_Data in this exercise_
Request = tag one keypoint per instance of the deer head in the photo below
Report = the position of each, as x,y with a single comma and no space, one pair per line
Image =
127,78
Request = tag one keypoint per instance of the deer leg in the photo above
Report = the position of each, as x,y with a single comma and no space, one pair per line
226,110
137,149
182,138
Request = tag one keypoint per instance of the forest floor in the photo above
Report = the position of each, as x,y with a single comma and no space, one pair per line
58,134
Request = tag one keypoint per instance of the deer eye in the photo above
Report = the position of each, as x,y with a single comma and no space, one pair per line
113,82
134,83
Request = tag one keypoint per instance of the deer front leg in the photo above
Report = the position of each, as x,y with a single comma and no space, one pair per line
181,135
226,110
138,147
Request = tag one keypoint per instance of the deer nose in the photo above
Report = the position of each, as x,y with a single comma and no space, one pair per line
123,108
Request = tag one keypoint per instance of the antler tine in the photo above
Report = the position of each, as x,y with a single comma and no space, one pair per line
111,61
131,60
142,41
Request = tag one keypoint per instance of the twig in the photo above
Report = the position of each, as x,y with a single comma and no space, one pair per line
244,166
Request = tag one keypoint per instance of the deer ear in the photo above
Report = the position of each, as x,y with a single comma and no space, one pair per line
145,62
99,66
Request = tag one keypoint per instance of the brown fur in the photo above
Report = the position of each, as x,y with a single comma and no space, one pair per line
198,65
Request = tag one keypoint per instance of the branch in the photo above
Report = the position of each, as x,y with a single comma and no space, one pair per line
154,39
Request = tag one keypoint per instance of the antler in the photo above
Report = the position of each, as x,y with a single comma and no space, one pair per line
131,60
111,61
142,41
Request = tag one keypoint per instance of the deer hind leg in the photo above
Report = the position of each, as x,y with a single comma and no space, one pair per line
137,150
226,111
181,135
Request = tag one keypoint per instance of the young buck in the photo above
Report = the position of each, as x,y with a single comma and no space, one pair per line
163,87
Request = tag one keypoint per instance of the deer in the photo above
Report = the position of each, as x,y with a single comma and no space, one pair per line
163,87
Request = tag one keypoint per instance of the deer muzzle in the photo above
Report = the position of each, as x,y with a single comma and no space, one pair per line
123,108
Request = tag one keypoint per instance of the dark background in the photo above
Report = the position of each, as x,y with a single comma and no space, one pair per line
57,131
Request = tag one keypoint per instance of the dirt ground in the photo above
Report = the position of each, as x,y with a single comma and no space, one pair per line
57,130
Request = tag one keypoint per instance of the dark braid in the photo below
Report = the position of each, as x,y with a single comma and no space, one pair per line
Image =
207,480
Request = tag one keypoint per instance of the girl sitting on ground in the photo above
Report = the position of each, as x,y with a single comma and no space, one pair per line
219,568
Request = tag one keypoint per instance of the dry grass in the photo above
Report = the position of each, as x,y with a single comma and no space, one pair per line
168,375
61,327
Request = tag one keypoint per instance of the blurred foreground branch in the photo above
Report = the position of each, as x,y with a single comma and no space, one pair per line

_Written request_
Your task is to repeat every line exactly.

_Written answer_
Request = tag one keypoint per instance of the deer head in the photo below
Report = the position of each, as x,y with a single comma and no space, one pair per line
Image =
127,78
Request = tag one keypoint per instance of the deer leg in the photo above
Report = the position of each, as x,y with a single comma and no space, one pair per line
226,110
137,149
182,138
Request = tag one keypoint per instance of the forest floor in the photo above
Report = the position of each, as x,y with a single comma and no space, one pair per line
58,134
Request = tag one keypoint per instance of the deer eye in the photo above
Report = the position of each, as x,y with a single comma and no space, one pair per line
113,82
134,83
Request = tag one keypoint per instance of the deer front leg in the photo above
Report = the position of each, as x,y with a single comma and no space, one pair per line
181,135
226,110
138,147
Request = tag one keypoint per instance of the deer nose in the photo above
Report = the position of each, as x,y with a single comma and no space, one pair per line
123,108
Request = tag one keypoint per instance of the antler tine in the photo above
Report = the position of each, as x,y with a single comma and no space, one pair per line
111,61
131,60
142,41
Request = tag one keypoint per instance of the twig in the photo above
Report = the position of each, as x,y with a single comma and no space, one pair per line
244,166
Request = tag one keypoint per instance of the deer ear in the photo above
Report = the position of each, as x,y with a single comma and no space, one pair per line
145,62
99,66
Request = tag one keypoint per instance of the brown fur in the photo above
Report = the position of each, as x,y with a single comma and no space, one pair per line
198,65
Request = tag one keypoint per instance of the branch in the photo above
Report = the position of each, as x,y with a single comma and no space, one pair per line
154,39
Request = tag one keypoint per instance of the antler in the photo above
Report = the position of each, as x,y with a single comma and no space, one pair per line
131,60
111,61
142,41
Request = tag one keypoint per instance of the deer hind leg in the photo above
Report = the position of each, as x,y with a single comma and no space, one pair per line
137,150
226,111
181,135
Request = tag one keypoint per instance of the young buck in the photo above
Report = the position of each, as x,y with a single comma and no space, one pair per line
163,87
Request = tag one keypoint per instance of the deer in the photo above
Report = the position of each, as x,y with a single comma and no space, one pair per line
163,87
Request = tag one keypoint per instance of the deer muzzle in the photo above
Report = the position of each, as x,y with a single comma and no space, one pair per line
123,108
Request = tag one keypoint per instance of the dark background in the photo above
Report = the position of each, as x,y with a single comma and no space, one pair per line
57,131
Request = tag one keypoint per instance of the dirt ground in the photo above
Report = the position of each, as x,y with a single comma and no space, one pair per line
57,130
Request = tag one keypoint per instance of the dark braid in the photo below
Report = the position of each, as x,y with a single comma and no space, one pair per line
Image =
207,480
Request = tag one keypoint per instance of the girl sitting on ground in the photo above
Report = the position of each, as x,y with a single comma and no space, one pair per line
219,568
Request = tag one keypoint per instance of the dry grass in the photo above
Report = the position of each, as x,y with a single comma and no space, one pair per line
168,375
61,327
Request = tag one keypoint per instance of the blurred foreground branch in the photo above
Report = the position of each, as x,y with a single comma and no space, one pair per line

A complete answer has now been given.